Directives
[A] In the list of offensive kids movies, what does a kiss on the mouth do to Alfalfa's cowlick?
[B] Summarize the piece on offensive kids movies in two sentences.
[C] Write the next part of the piece on offensive kids movies, picking up after its final sentence.

Page
####################

The Top Ten Most Offensive Kids Movies

 

Family-friendly films are, by definition, designed with kids in mind. Themes like rape and torture are avoided as a general rule, and the slings and arrows of grownup life are mercifully sugarcoated. Ideally, edifying morals are instilled, and empowering practical advice is doled out. For good reason, children are typically told tales in which sympathetic heroes prevail and the bad guys are mostly just misguided comic foils in need of a hug. It’s what we’ve come to expect. How could we have known so many of our old favorites were wildly age-inappropriate? Here are ten objectionable selections we thought were safe at the time.

 

Yes, Alfalfa and the gang are irresistible. And folks love watching small children in adult predicaments; it’s the perfect mix of absurdity and charm. But something about this transplant from the pre-war era seems oddly ill-fitting in the context of the 1990s. These neglected tots roam the town at all hours dressed like mid-century urchins, diving headfirst into mischief. They extinguish a house fire without help, set elaborate booby traps, operate motorized vehicles and venture out on boats and overnight camping excursions with no sign of concerned parents. They devise crafty money-making schemes- one requiring that they disguise themselves as Orthodox Jews in a bank and the other that they cross-dress. They also run a neighborhood club devoted exclusively to the mission of supporting lifelong misogyny and celibacy. (When Alfalfa defies the code to date Darla, he recites romantic poetry about the merging of hearts and souls. A kiss on the mouth springs his cowlick into its full upright position.) All the action goes down without a single disclaimer. At least the He-Man club ultimately rules to offer membership to women, provided they serve as designated girlfriends to the boys.

####################

Provided data

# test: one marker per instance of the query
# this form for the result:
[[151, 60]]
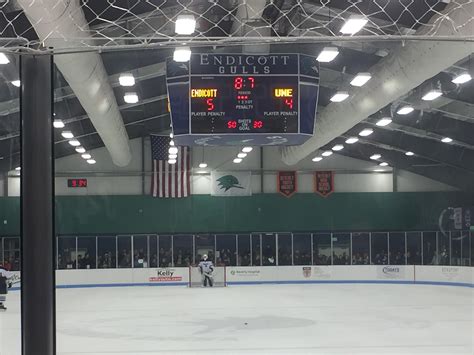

####################

Written answers
[A] It springs his cowlick into its full upright position.

[B] Family films are meant to shield children from dark themes and teach good morals, yet the piece presents ten old favorites it calls objectionable despite once seeming safe. In the film with Alfalfa and his gang, neglected children roam town without parents, fight a fire, drive vehicles, disguise themselves as Orthodox Jews and cross-dress to make money, and run a club devoted to misogyny and celibacy.

[C]
Dennis is an adorable, precocious young boy whose hobbies include carting around a red wagon full of trinkets and playing potentially fatal pranks on an elderly neighbor who despises him. He has little regard for authority. He uses his ridiculously cute mug to win sympathy from accusers. Everything Dennis touches turns into a flaming weapon or some other kind of serious health hazard. Of course, the fragile Walter Matthau would be silly to befriend such a loose cannon, but the poor old man is depicted as grumpy, unreasonable and in need of a major chill pill. Why shouldn’t Dennis be learning important lessons, instead? The first one could go something like: When a filthy switchblade-carrying Christopher Lloyd abducts you and hides you in the woods, don’t be so agreeable and friendly, and don’t attempt any hilarious hijinks. Underage viewers could have used such a handy tip.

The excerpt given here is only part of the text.